>> begin MATERIAL FOR THIS EXERCISE
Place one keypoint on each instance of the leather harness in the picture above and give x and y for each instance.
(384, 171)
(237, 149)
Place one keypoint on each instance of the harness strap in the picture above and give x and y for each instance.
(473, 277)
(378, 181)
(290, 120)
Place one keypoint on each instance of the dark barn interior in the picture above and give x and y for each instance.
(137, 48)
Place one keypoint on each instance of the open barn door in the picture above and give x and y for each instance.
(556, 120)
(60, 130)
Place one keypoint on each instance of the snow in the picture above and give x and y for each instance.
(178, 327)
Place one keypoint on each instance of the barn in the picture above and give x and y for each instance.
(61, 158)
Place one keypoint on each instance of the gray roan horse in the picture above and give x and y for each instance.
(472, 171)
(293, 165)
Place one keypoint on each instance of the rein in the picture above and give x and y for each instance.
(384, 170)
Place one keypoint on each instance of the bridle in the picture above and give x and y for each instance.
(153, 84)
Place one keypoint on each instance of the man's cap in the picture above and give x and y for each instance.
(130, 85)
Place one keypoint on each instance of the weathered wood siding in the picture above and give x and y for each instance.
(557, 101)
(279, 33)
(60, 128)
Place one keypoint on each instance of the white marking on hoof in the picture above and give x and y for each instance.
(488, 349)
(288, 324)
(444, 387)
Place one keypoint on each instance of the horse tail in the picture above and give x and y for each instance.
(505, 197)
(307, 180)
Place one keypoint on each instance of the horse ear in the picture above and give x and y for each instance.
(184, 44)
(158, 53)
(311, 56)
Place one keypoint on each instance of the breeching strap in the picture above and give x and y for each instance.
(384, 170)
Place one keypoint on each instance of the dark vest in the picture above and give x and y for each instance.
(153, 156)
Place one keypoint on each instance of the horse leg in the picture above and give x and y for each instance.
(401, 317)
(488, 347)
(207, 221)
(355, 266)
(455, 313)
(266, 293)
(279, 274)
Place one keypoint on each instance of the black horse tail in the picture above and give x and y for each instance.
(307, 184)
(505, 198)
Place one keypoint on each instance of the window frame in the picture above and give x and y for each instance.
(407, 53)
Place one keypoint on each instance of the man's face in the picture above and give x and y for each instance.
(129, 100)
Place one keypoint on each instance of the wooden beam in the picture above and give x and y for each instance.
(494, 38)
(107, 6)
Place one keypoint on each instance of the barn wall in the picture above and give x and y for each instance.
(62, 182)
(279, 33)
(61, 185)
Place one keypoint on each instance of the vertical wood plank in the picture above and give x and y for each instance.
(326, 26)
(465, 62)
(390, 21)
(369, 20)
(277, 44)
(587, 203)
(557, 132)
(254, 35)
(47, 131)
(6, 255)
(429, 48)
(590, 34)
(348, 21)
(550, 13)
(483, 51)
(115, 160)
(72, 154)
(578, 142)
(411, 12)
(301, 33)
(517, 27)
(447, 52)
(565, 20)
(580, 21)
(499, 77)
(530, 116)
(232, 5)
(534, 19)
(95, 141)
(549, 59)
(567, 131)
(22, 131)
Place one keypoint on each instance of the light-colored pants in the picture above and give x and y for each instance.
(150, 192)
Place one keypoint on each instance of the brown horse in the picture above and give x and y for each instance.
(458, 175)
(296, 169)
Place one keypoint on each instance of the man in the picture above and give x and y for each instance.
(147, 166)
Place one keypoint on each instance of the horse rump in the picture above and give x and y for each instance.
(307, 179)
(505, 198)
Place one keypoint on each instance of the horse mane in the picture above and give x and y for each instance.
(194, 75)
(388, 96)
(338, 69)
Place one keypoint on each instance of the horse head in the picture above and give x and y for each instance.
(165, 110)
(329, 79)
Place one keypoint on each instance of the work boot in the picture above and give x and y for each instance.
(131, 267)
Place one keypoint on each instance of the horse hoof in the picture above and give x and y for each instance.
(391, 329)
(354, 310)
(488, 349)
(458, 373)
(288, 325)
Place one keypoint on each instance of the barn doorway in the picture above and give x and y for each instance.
>> end MATERIAL FOR THIS EXERCISE
• [DESCRIPTION OF THE TASK] Give back exactly the lines beginning at the one with "Place one keypoint on each instance of the horse rump" and ending at the final line of the material; both boundary lines belong in it.

• [ANSWER TO THIS EXERCISE]
Place one keypoint on each instance of the horse rump in the picture above and give x and y for each instance.
(307, 179)
(505, 198)
Place one keypoint on each instance of the horse mane in the picture above and give x and y for each instance.
(194, 75)
(388, 96)
(338, 69)
Place one keypoint on each instance of the horse head in the picture above and give x and y for each instance.
(165, 110)
(329, 79)
Place one keypoint on each instance of the work boot in the picture above and give x and y for each instance.
(131, 267)
Place one keypoint on each instance of the horse hoof in the picture above and give x and y for each instance.
(391, 329)
(354, 310)
(488, 349)
(458, 373)
(288, 325)
Place one keypoint on each instance of the barn doorway in the picture above and give x and y for each instance.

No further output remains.